> _Quoted passage_:
------------------------------------

You notice that queries and data operations take a long time and sometimes blow up (local) memory. Then it’s time to have a closer look at the used data types for each column in case of tabular data. I’ve observed that people often use too big data types. For example, a feature column might be stored with a much higher precision than necessary, like float64.

A practical remedy is to opt for smaller data types like float32 or float16, which roughly halve the memory needed with each reduction. In some cases, more specialized techniques like embedding quantization or Matryoshka embedding models can vastly reduce memory footprint without significantly harming performance.

However, lowering precision can lead to accuracy issues, depending on the domain and use case. My advice is to start with higher precision (e.g., float64) and then evaluate whether using float32 or float16 impacts your results. This is especially easy to experiment with in libraries like Polars, where data type conversion is efficient, and you can leverage functions like .cast(pl.Float32) to test smaller types.

------------------------------------

> _Material shown_:
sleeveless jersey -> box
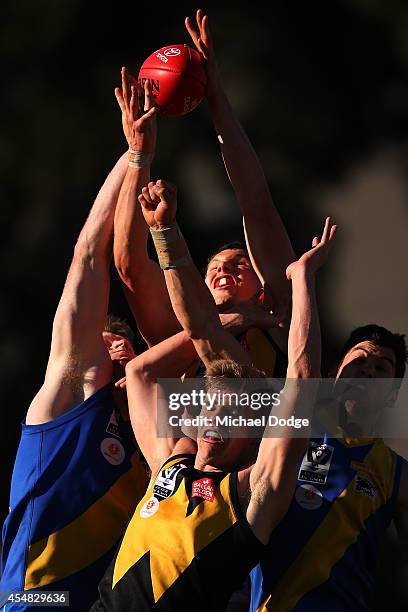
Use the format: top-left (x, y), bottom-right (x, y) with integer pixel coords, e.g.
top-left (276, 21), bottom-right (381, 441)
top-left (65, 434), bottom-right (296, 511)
top-left (0, 386), bottom-right (147, 612)
top-left (92, 455), bottom-right (265, 612)
top-left (185, 327), bottom-right (288, 378)
top-left (251, 438), bottom-right (404, 612)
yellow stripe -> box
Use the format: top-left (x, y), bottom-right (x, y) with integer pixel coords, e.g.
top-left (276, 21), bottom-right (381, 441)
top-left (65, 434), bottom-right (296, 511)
top-left (24, 453), bottom-right (147, 590)
top-left (258, 440), bottom-right (395, 612)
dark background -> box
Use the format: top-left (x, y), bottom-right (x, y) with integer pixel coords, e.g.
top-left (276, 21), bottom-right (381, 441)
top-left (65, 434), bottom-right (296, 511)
top-left (0, 0), bottom-right (408, 610)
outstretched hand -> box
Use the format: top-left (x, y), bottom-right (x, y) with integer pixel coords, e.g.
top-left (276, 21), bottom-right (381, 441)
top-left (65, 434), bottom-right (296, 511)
top-left (115, 68), bottom-right (157, 153)
top-left (286, 217), bottom-right (337, 280)
top-left (139, 179), bottom-right (177, 229)
top-left (184, 9), bottom-right (221, 98)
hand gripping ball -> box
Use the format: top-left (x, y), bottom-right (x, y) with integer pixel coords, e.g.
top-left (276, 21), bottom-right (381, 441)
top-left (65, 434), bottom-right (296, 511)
top-left (138, 45), bottom-right (207, 116)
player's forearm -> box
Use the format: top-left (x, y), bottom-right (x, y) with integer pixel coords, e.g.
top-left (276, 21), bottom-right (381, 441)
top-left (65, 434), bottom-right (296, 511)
top-left (113, 165), bottom-right (150, 286)
top-left (287, 268), bottom-right (321, 378)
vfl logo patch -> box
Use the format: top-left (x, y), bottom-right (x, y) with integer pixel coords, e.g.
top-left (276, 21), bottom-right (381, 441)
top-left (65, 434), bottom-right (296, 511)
top-left (153, 463), bottom-right (187, 500)
top-left (354, 474), bottom-right (378, 498)
top-left (298, 442), bottom-right (334, 485)
top-left (105, 409), bottom-right (122, 438)
top-left (191, 478), bottom-right (214, 502)
top-left (101, 438), bottom-right (125, 465)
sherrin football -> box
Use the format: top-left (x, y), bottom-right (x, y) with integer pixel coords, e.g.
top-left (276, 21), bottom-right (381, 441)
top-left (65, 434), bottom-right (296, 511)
top-left (138, 45), bottom-right (207, 117)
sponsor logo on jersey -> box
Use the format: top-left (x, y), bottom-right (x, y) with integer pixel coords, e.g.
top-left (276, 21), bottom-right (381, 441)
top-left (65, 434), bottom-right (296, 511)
top-left (153, 463), bottom-right (187, 500)
top-left (163, 47), bottom-right (181, 57)
top-left (298, 442), bottom-right (334, 485)
top-left (354, 474), bottom-right (378, 498)
top-left (101, 438), bottom-right (125, 465)
top-left (191, 478), bottom-right (214, 502)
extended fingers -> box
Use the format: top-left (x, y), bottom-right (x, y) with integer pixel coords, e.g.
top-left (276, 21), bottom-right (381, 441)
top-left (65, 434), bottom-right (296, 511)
top-left (115, 87), bottom-right (126, 113)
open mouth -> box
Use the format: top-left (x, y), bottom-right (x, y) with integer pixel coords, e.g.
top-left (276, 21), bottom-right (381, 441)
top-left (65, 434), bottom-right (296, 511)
top-left (214, 274), bottom-right (237, 289)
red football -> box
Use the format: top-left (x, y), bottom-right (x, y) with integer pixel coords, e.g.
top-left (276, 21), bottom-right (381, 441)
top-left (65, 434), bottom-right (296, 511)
top-left (138, 45), bottom-right (207, 116)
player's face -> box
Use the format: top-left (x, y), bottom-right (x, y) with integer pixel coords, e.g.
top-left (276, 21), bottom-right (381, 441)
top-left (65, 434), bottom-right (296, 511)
top-left (205, 249), bottom-right (261, 306)
top-left (102, 331), bottom-right (136, 367)
top-left (334, 340), bottom-right (396, 418)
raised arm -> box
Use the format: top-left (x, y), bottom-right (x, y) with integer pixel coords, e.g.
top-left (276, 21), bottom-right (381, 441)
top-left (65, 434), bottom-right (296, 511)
top-left (27, 154), bottom-right (127, 424)
top-left (247, 218), bottom-right (336, 543)
top-left (185, 9), bottom-right (295, 326)
top-left (114, 68), bottom-right (180, 346)
top-left (139, 180), bottom-right (264, 366)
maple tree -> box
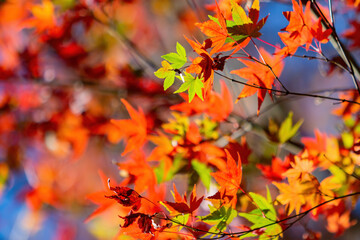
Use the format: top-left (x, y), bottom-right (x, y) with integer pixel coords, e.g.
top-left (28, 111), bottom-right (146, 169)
top-left (0, 0), bottom-right (360, 240)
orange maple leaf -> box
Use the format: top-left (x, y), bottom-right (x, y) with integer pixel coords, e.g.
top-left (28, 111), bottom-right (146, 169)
top-left (196, 3), bottom-right (229, 56)
top-left (211, 149), bottom-right (244, 207)
top-left (162, 183), bottom-right (204, 215)
top-left (170, 81), bottom-right (233, 121)
top-left (231, 48), bottom-right (284, 113)
top-left (24, 0), bottom-right (56, 33)
top-left (277, 0), bottom-right (332, 56)
top-left (111, 99), bottom-right (147, 156)
top-left (85, 170), bottom-right (116, 222)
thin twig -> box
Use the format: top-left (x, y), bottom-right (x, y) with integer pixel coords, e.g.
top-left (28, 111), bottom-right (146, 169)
top-left (215, 71), bottom-right (360, 105)
top-left (310, 0), bottom-right (360, 95)
top-left (250, 38), bottom-right (289, 93)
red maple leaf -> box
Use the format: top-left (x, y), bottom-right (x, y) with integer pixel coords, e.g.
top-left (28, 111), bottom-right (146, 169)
top-left (211, 149), bottom-right (244, 207)
top-left (108, 99), bottom-right (147, 156)
top-left (231, 48), bottom-right (284, 113)
top-left (105, 178), bottom-right (142, 211)
top-left (162, 184), bottom-right (204, 215)
top-left (256, 156), bottom-right (294, 182)
top-left (85, 170), bottom-right (119, 222)
top-left (170, 81), bottom-right (233, 121)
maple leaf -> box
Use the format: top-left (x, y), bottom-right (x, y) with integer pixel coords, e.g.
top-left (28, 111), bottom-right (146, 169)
top-left (111, 99), bottom-right (147, 156)
top-left (105, 178), bottom-right (142, 211)
top-left (277, 0), bottom-right (332, 56)
top-left (273, 157), bottom-right (322, 214)
top-left (154, 61), bottom-right (175, 90)
top-left (174, 73), bottom-right (204, 102)
top-left (85, 170), bottom-right (115, 222)
top-left (206, 0), bottom-right (244, 19)
top-left (230, 48), bottom-right (284, 114)
top-left (326, 211), bottom-right (356, 237)
top-left (196, 3), bottom-right (229, 56)
top-left (343, 20), bottom-right (360, 49)
top-left (154, 43), bottom-right (187, 90)
top-left (281, 0), bottom-right (313, 49)
top-left (23, 0), bottom-right (56, 33)
top-left (278, 112), bottom-right (303, 143)
top-left (161, 183), bottom-right (204, 215)
top-left (211, 149), bottom-right (244, 206)
top-left (256, 156), bottom-right (293, 181)
top-left (161, 43), bottom-right (187, 69)
top-left (117, 151), bottom-right (157, 193)
top-left (170, 81), bottom-right (233, 121)
top-left (227, 0), bottom-right (268, 44)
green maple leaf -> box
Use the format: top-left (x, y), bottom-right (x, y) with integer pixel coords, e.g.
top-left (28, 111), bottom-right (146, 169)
top-left (154, 61), bottom-right (175, 90)
top-left (239, 189), bottom-right (282, 239)
top-left (174, 72), bottom-right (204, 102)
top-left (161, 43), bottom-right (187, 69)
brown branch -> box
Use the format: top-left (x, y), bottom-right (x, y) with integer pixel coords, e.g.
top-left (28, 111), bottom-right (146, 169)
top-left (215, 72), bottom-right (360, 105)
top-left (310, 0), bottom-right (360, 95)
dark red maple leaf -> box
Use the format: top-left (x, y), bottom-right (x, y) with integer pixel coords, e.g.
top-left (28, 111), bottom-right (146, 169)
top-left (162, 184), bottom-right (204, 215)
top-left (105, 178), bottom-right (142, 211)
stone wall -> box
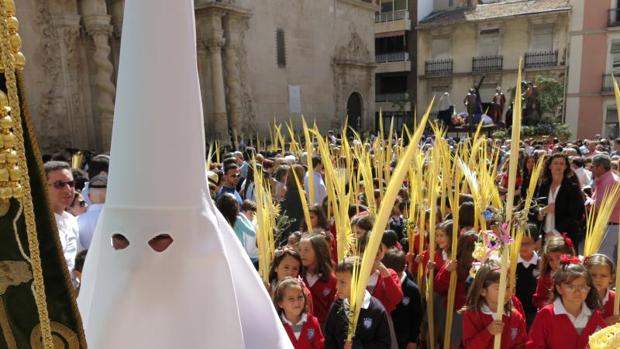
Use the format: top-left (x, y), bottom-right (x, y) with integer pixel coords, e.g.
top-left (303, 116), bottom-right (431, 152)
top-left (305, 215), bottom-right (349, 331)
top-left (16, 0), bottom-right (377, 152)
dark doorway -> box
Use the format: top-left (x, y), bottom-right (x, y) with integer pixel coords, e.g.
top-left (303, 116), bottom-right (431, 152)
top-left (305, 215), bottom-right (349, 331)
top-left (347, 92), bottom-right (362, 132)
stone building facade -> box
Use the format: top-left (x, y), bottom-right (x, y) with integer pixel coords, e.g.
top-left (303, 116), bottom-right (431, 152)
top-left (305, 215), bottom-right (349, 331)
top-left (16, 0), bottom-right (378, 151)
top-left (417, 0), bottom-right (571, 121)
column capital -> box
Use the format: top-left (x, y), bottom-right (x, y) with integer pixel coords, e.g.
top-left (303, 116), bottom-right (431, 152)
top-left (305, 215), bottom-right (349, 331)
top-left (84, 15), bottom-right (114, 36)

------------------------------------

> _Parts of the exercise_:
1. Check each statement against the passage on column data types, answering yes or no and quoting the words of the passage that decide it: (a) the passage advises starting with float16 and moving to larger types only if needed; (b) each step down to a smaller float type roughly halves the memory used; (c) lowering precision never affects accuracy.
2. Pick up the passage on column data types after its final sentence and keep writing it.

> _Task answers_:
1.
(a) No: "start with higher precision (e.g., float64) and then evaluate whether using float32 or float16 impacts your results."
(b) Yes: "which roughly halve the memory needed with each reduction."
(c) No: "lowering precision can lead to accuracy issues, depending on the domain and use case."

2.
To measure memory usage in Polars, you can use the built-in method to calculate memory footprint per DataFrame:

import polars as pl
from polars import DataFrame

df = DataFrame({"feature": [1.0] * 10_000_000})

# Float64 (default)
float64_memory = df.estimated_size(unit='mb')

# Convert to Float32 and measure again
df_float32 = df.with_columns(df["feature"].cast(pl.Float32))
float32_memory = df_float32.estimated_size(unit='mb')

print(f"Float64 Memory: {float64_memory} MB")
print(f"Float32 Memory: {float32_memory} MB")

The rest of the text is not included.